Dataset entries
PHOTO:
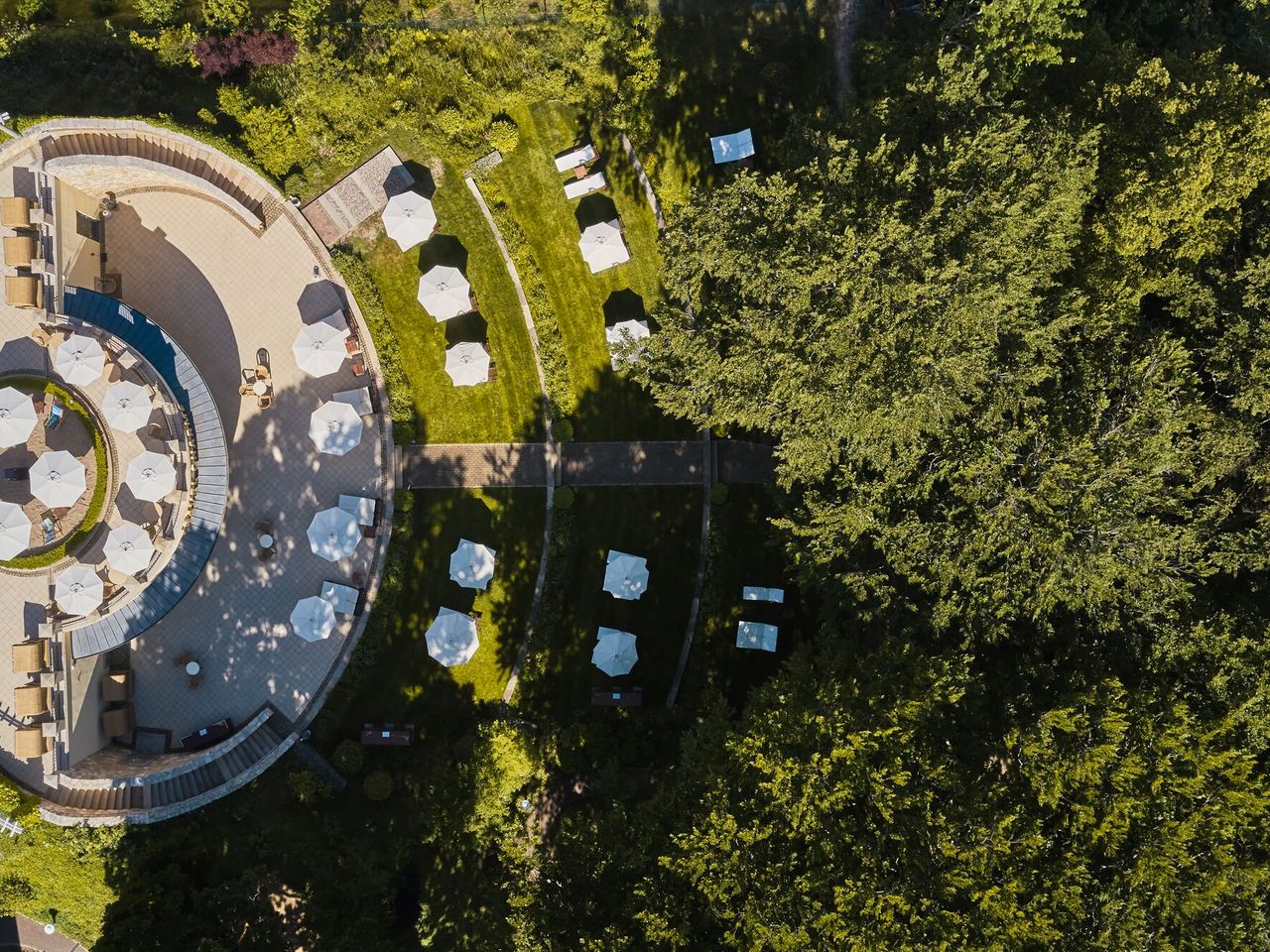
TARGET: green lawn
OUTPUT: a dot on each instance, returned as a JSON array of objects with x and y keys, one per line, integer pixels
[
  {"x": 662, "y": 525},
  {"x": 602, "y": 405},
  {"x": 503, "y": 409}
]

* * *

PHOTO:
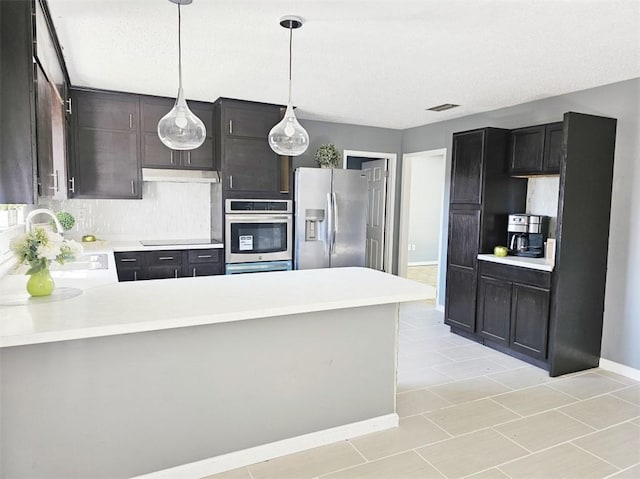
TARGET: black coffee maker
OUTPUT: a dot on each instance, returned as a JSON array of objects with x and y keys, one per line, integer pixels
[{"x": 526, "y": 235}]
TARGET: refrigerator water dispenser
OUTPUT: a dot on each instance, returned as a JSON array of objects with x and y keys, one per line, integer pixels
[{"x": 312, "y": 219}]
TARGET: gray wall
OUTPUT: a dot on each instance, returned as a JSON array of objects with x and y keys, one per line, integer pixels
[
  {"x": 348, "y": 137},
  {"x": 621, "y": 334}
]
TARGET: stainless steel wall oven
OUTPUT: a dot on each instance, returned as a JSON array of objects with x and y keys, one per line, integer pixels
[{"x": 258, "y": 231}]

Work to be completed: State how many lines in the data include the string "wall". Nothing else belongs in the reply.

Answer section: 2